** INPUT DATA follows **

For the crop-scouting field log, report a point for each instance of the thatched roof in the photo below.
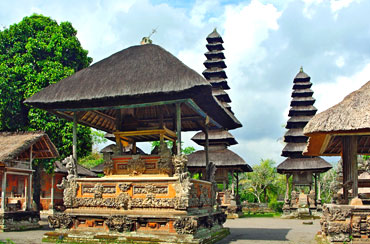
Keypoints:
(301, 111)
(315, 164)
(81, 171)
(223, 158)
(111, 147)
(349, 117)
(215, 137)
(17, 145)
(143, 78)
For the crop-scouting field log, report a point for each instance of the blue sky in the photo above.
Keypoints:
(266, 42)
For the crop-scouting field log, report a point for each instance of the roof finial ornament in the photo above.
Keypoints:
(147, 40)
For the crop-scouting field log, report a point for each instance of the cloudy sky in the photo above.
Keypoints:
(266, 42)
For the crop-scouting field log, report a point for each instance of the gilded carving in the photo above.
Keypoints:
(119, 223)
(124, 186)
(108, 167)
(69, 191)
(150, 188)
(356, 225)
(338, 213)
(136, 166)
(186, 225)
(60, 221)
(165, 162)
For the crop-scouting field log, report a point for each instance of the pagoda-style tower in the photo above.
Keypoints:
(215, 66)
(227, 164)
(302, 168)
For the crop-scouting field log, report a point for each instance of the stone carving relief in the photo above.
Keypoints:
(136, 166)
(108, 167)
(98, 189)
(165, 161)
(356, 225)
(69, 191)
(60, 221)
(311, 199)
(338, 213)
(186, 225)
(124, 186)
(119, 223)
(150, 188)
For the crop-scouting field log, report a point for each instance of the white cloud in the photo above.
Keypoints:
(330, 93)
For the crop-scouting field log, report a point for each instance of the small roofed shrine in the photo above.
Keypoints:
(142, 93)
(227, 164)
(18, 150)
(344, 130)
(303, 169)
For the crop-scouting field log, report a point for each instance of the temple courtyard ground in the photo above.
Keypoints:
(243, 231)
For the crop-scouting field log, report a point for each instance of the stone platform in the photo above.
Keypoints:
(19, 220)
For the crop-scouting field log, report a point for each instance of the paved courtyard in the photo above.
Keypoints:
(243, 231)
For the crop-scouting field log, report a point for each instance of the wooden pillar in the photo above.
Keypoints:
(287, 186)
(3, 192)
(178, 127)
(349, 158)
(318, 188)
(29, 193)
(74, 148)
(206, 146)
(232, 183)
(51, 206)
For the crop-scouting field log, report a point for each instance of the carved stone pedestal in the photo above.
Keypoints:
(21, 220)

** End of INPUT DATA **

[PROMPT] Everything in the records above except the pictures is to be reproduced word for word.

[SOLUTION TO THIS PROBLEM]
For the crop-scouting field log, report a point for each instance of the thatched roof in the photo below.
Keypoints:
(301, 111)
(315, 164)
(81, 171)
(223, 158)
(111, 147)
(349, 117)
(215, 137)
(17, 145)
(143, 78)
For the crop-scouting field log, report a point for each instance of the blue sky in the photo above.
Keypoints:
(266, 42)
For the crop-scouting field log, report a point for each instance of the roof finial ornament in the photo above.
Keypoints:
(147, 40)
For the crop-scouting field log, report a point for each instance of the cloudy sky in the photo above.
Keypoints:
(266, 42)
For the crop-scouting field log, report a point for each instance of the gilded carving in the photo above.
Keypoints:
(119, 223)
(124, 186)
(108, 167)
(69, 191)
(150, 188)
(356, 225)
(338, 213)
(136, 166)
(186, 225)
(60, 221)
(165, 162)
For the crop-scouting field log, report a point for each instance of the pagoda-style tower in the photo above.
Keypoints:
(215, 66)
(227, 164)
(302, 168)
For the crop-scouting field log, report a point for each instance of the stone carving relief in the photo above.
Keypoints:
(136, 166)
(108, 167)
(98, 189)
(165, 161)
(356, 225)
(69, 191)
(60, 221)
(311, 199)
(338, 213)
(186, 225)
(124, 186)
(119, 223)
(150, 188)
For the crop-scouting field log, report a point for each instance of the white cloud in the photo above.
Keypoints:
(330, 93)
For the crop-scouting field log, report a point for each instance of the small roofed shrine in the photo above.
Keypoints:
(142, 93)
(227, 164)
(18, 150)
(344, 130)
(303, 169)
For the crop-scouting field log, report a point for each instance of the temple courtyard ground in the photo above.
Keypoints:
(243, 231)
For the crop-scouting field log, report a point for each instance of the stone platform in the photo above.
Keypoints:
(19, 220)
For the crop-scouting field log, report a point for each instance of the paved courtyard in the photo above.
Keypoints:
(243, 231)
For the crop-scouting field log, report a point for each instance of the wooden pillar in the photo above.
Keypoints:
(287, 186)
(3, 192)
(178, 127)
(349, 158)
(318, 188)
(29, 193)
(74, 148)
(206, 146)
(232, 183)
(51, 206)
For the crop-scouting field log, report a point for each instance of the carved stone pedestal in the photo above.
Keypoints:
(21, 220)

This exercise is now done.